-------- Dataset records

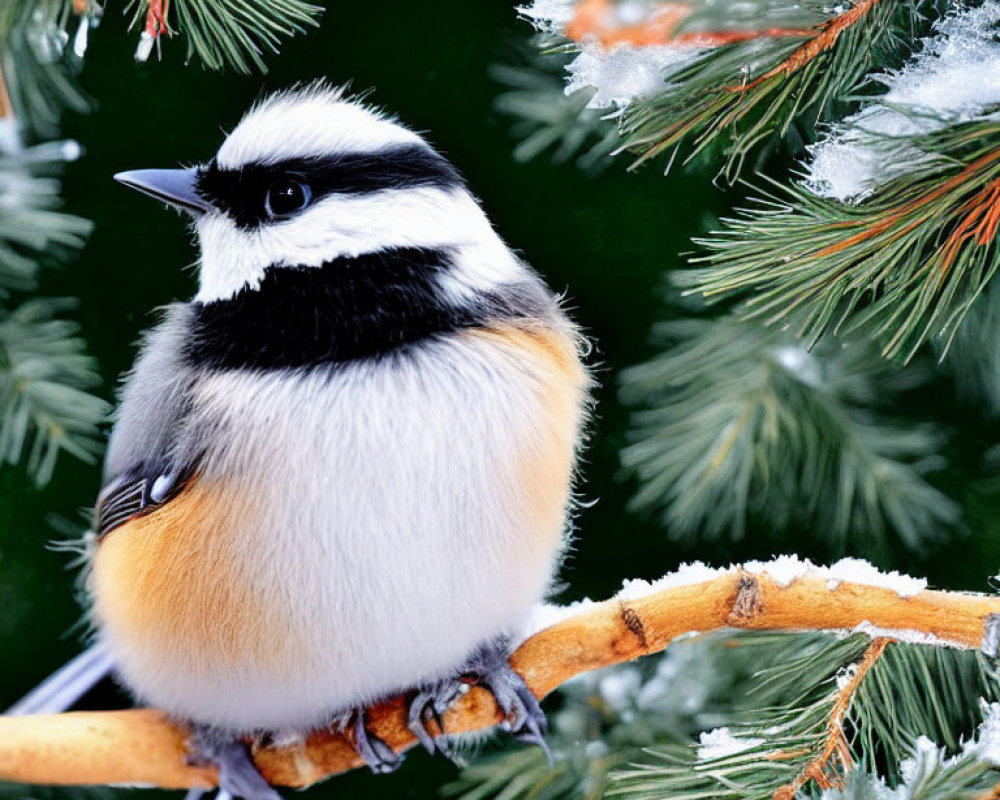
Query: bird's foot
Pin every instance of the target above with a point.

----------------
-------- Dataset records

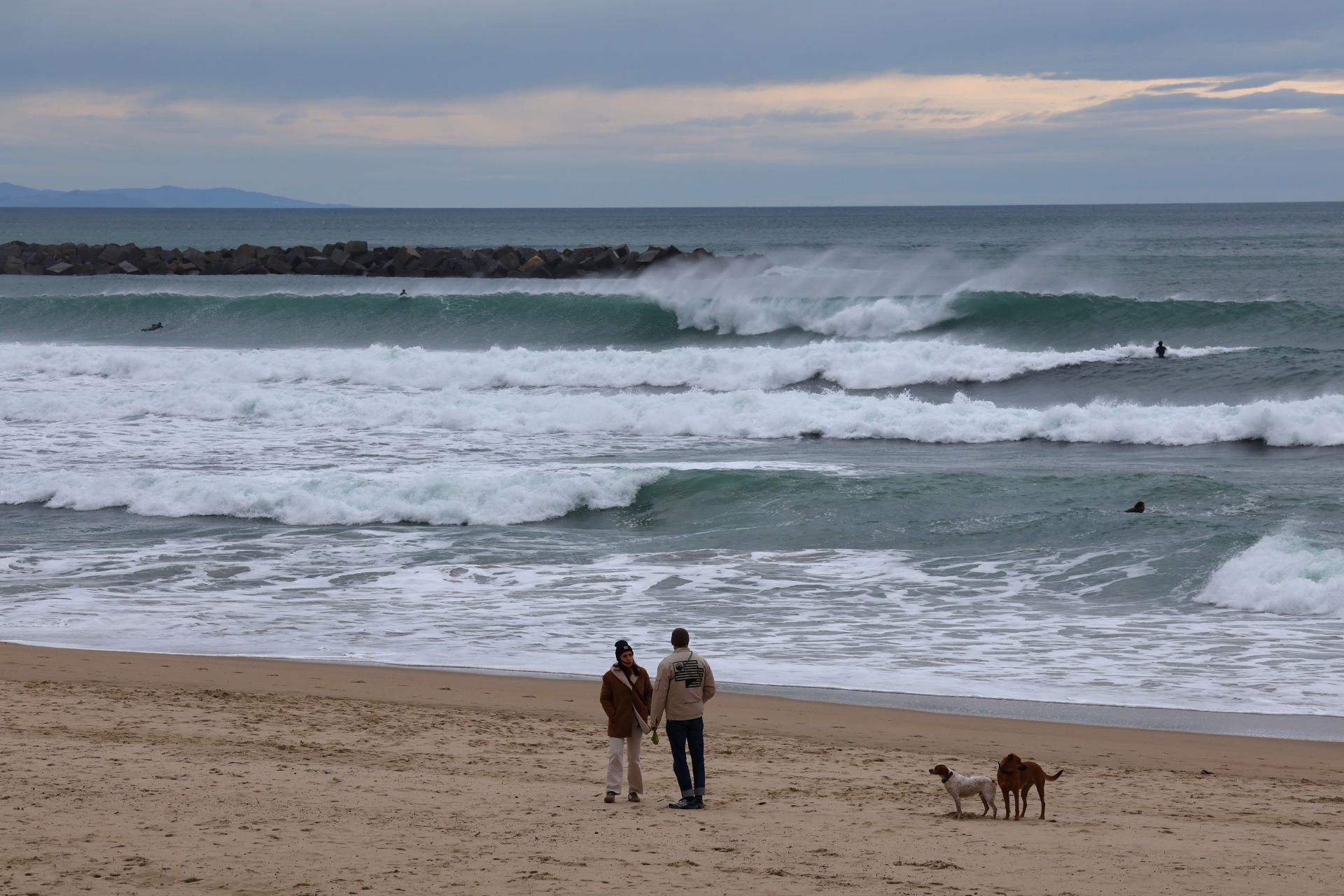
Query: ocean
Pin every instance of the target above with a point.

----------------
-------- Dataset records

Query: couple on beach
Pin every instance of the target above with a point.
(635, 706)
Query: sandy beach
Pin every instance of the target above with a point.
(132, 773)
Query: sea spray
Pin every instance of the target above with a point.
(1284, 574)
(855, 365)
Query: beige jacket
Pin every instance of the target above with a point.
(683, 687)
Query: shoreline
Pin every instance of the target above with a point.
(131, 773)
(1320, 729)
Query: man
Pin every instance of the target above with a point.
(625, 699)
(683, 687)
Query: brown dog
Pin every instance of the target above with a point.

----------------

Stated goal:
How many lines in the material contain the word "beach"? Reply with the number alone.

Solution for this exercise:
2